**WHAT TO WORK ON**
Exactly as written, please set down all of the entries again, with no pictures.

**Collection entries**

_ _ _

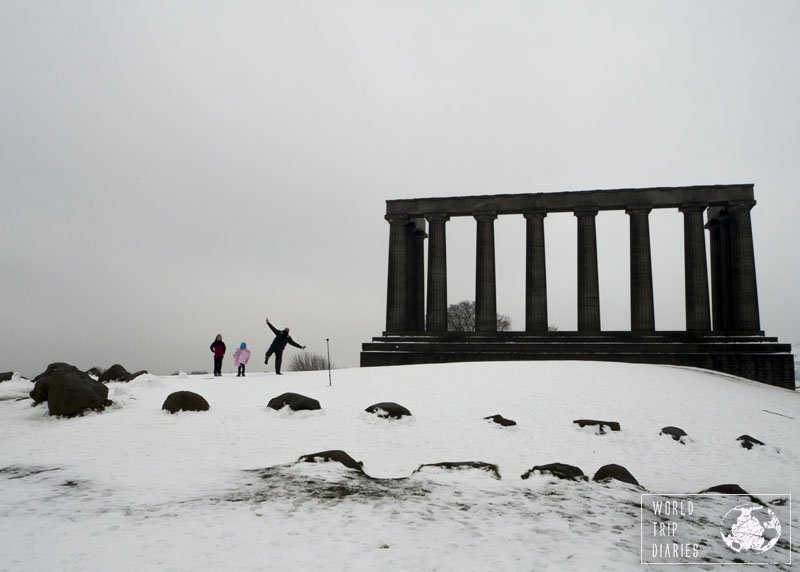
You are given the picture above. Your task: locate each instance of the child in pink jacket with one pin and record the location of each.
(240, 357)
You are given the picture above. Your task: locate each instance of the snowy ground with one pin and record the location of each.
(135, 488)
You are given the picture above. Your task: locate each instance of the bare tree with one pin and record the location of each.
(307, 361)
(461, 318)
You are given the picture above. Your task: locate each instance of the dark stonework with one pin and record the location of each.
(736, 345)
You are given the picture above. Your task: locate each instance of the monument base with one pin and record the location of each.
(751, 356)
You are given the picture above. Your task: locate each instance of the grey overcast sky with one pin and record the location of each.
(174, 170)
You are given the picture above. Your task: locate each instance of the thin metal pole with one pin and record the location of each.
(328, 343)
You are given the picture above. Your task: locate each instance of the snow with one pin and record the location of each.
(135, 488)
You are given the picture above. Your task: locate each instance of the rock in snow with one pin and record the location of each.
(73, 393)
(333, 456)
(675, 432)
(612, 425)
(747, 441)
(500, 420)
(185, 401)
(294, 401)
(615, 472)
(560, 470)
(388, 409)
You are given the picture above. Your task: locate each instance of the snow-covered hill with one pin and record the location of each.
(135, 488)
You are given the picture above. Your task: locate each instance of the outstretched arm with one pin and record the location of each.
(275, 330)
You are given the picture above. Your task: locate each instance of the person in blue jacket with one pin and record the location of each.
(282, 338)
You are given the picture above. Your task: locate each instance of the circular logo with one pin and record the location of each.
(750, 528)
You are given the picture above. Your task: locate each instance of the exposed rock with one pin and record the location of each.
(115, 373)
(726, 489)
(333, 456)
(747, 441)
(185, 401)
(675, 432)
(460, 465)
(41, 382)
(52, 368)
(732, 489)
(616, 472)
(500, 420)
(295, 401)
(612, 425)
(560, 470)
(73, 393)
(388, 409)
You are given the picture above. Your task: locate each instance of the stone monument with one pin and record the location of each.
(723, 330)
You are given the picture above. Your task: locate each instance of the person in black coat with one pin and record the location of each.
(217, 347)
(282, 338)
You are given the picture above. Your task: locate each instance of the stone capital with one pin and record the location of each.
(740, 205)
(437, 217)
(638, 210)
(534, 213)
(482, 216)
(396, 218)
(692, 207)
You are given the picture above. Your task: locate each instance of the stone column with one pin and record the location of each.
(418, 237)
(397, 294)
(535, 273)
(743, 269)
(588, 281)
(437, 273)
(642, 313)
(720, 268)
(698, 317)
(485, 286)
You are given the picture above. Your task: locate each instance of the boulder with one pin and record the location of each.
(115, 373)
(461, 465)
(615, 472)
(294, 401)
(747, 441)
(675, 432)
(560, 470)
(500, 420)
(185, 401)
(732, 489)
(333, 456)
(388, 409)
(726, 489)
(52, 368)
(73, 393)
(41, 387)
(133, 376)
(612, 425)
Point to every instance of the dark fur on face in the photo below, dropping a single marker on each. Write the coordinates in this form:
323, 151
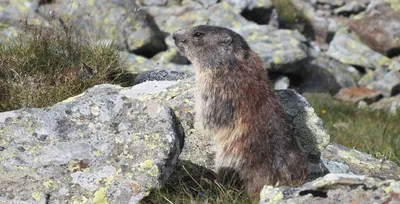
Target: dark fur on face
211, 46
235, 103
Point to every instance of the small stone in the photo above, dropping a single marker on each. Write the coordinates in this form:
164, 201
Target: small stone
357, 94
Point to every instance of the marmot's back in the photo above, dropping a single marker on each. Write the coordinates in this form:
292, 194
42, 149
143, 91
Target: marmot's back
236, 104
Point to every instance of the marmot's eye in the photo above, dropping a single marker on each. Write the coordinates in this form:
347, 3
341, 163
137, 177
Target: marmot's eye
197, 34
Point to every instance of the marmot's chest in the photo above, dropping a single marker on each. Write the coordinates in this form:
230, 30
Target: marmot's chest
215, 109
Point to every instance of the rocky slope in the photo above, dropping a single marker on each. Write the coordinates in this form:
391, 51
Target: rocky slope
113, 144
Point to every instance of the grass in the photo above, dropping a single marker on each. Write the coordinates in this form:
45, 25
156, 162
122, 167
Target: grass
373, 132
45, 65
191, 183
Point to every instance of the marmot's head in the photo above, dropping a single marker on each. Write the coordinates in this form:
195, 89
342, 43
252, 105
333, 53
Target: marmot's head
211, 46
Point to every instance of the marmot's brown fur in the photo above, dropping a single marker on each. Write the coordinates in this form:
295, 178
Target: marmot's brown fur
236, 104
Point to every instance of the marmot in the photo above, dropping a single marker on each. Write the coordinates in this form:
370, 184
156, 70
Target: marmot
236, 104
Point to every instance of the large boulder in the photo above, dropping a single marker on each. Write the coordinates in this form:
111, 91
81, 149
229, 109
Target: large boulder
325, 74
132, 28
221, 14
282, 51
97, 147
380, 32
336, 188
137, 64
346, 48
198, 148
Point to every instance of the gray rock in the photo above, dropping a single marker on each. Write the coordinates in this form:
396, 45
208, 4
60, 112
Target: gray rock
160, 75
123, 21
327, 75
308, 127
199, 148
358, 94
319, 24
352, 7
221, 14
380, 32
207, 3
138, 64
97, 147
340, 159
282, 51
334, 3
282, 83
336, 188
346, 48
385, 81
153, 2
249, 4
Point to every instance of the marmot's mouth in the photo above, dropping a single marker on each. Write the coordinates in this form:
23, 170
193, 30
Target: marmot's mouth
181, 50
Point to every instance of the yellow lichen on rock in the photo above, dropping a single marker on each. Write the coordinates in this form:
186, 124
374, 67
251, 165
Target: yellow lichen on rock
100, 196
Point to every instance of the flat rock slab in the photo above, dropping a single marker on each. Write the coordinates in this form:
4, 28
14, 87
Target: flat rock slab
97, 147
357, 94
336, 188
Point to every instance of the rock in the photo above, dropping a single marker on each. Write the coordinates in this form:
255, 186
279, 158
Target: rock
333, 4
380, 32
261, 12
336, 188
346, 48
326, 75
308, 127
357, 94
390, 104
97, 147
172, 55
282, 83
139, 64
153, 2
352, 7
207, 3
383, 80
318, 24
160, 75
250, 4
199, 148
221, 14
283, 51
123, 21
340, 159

_ _ _

**ANSWER AREA**
You are given the picture above. Your task: locate each instance of the child in pink jacket with one pin and record the location of each.
(240, 357)
You are given the picture above. Your task: locate each instance of the snowy ground with one pin and record the location of each.
(135, 488)
You are given the picture above. Your task: locate each instance of the bare tree with one pin and record the location of each.
(307, 361)
(461, 318)
You are given the picture above. Your task: locate each instance of the dark stonework with one pin and record the location of each.
(736, 345)
You are given the picture above. Your task: locate each instance of the monument base with one pin and record the location of each.
(751, 356)
You are given the picture above. Your task: locate each instance of the grey overcast sky with one pin and record the location of each.
(174, 170)
You are given the picture above. Your task: locate each instance of the thin metal pole with one pin and record the location of each.
(328, 343)
You are given the picture above. Your task: locate each instance of the snow with one pin and record the location of each.
(135, 488)
You are given the picture above. Your task: locate each instance of the rock in snow with one pin and record the location of each.
(73, 393)
(333, 456)
(675, 432)
(612, 425)
(747, 441)
(500, 420)
(185, 401)
(294, 401)
(615, 472)
(560, 470)
(388, 409)
You are given the picture above. Your task: locate each instance of the snow-covered hill with one pin and record the location of each.
(135, 488)
You are given the picture above. Your task: locate each instance of the outstretched arm with one pin and record the location of each.
(275, 330)
You are given the picture above. Your task: locate each instance of the person in blue jacket with one pin and record the location of each.
(282, 338)
You are given the picture above. Your task: locate each instance of the circular logo with one pin and record the location of each.
(750, 528)
You are given the picture above. Your task: locate each instance of the exposed rock with one pin and record the location of each.
(115, 373)
(726, 489)
(333, 456)
(747, 441)
(185, 401)
(675, 432)
(460, 465)
(41, 382)
(52, 368)
(732, 489)
(616, 472)
(500, 420)
(295, 401)
(612, 425)
(560, 470)
(73, 393)
(388, 409)
You are given the picture above. Your task: locate each instance of the stone monument with one pin and record the location of each.
(723, 330)
You are given the picture above. Your task: locate each instance of the person in black coat with one pin and record the location of each.
(217, 347)
(282, 338)
You are given the picture above. Your task: locate each instance of the stone capital with one pin and record the location of each.
(740, 205)
(437, 217)
(638, 210)
(534, 213)
(482, 216)
(396, 218)
(692, 207)
You are given the picture above. Your task: locate each instance of the stone column with one pin and record the location of each.
(418, 237)
(397, 294)
(535, 273)
(743, 269)
(588, 281)
(437, 273)
(642, 313)
(720, 268)
(698, 317)
(485, 286)
You are given the picture above. Your task: locate each instance of the boulder with one pin and record the location of each.
(115, 373)
(461, 465)
(615, 472)
(294, 401)
(747, 441)
(675, 432)
(560, 470)
(500, 420)
(185, 401)
(732, 489)
(333, 456)
(388, 409)
(726, 489)
(52, 368)
(73, 393)
(41, 387)
(133, 376)
(612, 425)
Point to every instance of the dark fur on face in the photo below, dropping a single marker on each. Write the coordinates in this form:
323, 151
Target: dark fur on face
211, 46
235, 103
Point to every instance of the small stone in the photo above, dropping a single marker on each. Write the coordinates in this form:
164, 201
Target: small stone
357, 94
Point to every instance of the marmot's back in the photo above, dropping a single marker on each. Write the coordinates in this form:
292, 194
42, 149
143, 91
Target: marmot's back
236, 104
Point to every instance of the marmot's eye in the photo above, dropping a single marker on each. Write the coordinates in this form:
347, 3
341, 163
137, 177
Target: marmot's eye
197, 34
Point to every instance of the marmot's chest in the photo above, dropping a single marker on each. Write the coordinates in this form:
230, 30
Target: marmot's chest
215, 109
Point to every instance of the rocky slope in the photo above, dropping a single marker on each. Write the coordinates in this form:
391, 51
Target: rocky slope
113, 144
Point to every instance of the grass in the photo above, dropping a single marker on each. Write the coordinates in this form:
45, 25
156, 162
122, 167
Target: grass
373, 132
45, 65
191, 183
Point to every instance of the marmot's head in the photo above, dropping a single marker on each. Write the coordinates in this form:
195, 89
342, 43
252, 105
333, 53
Target: marmot's head
211, 46
Point to every instance of the marmot's brown fur in the photo above, dropping a single marker on each. Write the coordinates in this form:
295, 178
Target: marmot's brown fur
236, 104
Point to every instance of the marmot in the photo above, dropping a single marker on each. Write the coordinates in this form:
370, 184
156, 70
Target: marmot
236, 104
Point to every instance of the large boulder in the photo above, dropping a single marker on each. Write the coordinates in this form:
111, 91
81, 149
229, 109
Target: large boulder
325, 74
132, 28
221, 14
282, 51
97, 147
380, 32
336, 188
137, 64
346, 48
198, 148
Point to every instance of the gray rock in the photo above, dropping a single marker on each. Write the coordinates in this form:
396, 45
208, 4
60, 112
Target: gray rock
160, 75
123, 21
327, 75
308, 127
199, 148
358, 94
319, 24
352, 7
221, 14
380, 32
207, 3
138, 64
97, 147
340, 159
282, 51
334, 3
282, 83
336, 188
346, 48
385, 81
153, 2
249, 4
Point to every instance of the marmot's mouth in the photo above, dropping a single marker on each. Write the coordinates in this form:
23, 170
193, 30
Target: marmot's mouth
181, 50
Point to every instance of the yellow lichen on rock in the photo above, dropping a single marker on each. Write the coordinates in this form:
186, 124
374, 67
251, 165
Target: yellow lichen on rock
100, 196
Point to every instance of the flat rock slab in the photo above, dropping a single marker on each. Write the coordinates in this form:
4, 28
14, 87
Target: flat rock slab
97, 147
357, 94
336, 188
Point to every instance of the rock in the photo above, dropping a single marker on each. Write the coordinates in this form:
255, 186
279, 158
Target: rock
333, 4
380, 32
261, 12
336, 188
346, 48
326, 75
308, 127
357, 94
390, 104
97, 147
172, 55
282, 83
139, 64
153, 2
352, 7
207, 3
383, 80
318, 24
160, 75
250, 4
199, 148
221, 14
283, 51
123, 21
340, 159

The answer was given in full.